An acceptable response holds only the line containing "beam shown in this photo." and every line after it to the end of the records, each reproduced exactly.
### Record set
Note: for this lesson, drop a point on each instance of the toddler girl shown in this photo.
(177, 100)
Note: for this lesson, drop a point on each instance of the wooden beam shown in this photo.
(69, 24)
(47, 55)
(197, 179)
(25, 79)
######
--- The completed task ---
Note: for this lesson, drop a point on each instance of the wooden beam shown in this photo.
(69, 24)
(47, 55)
(197, 179)
(25, 79)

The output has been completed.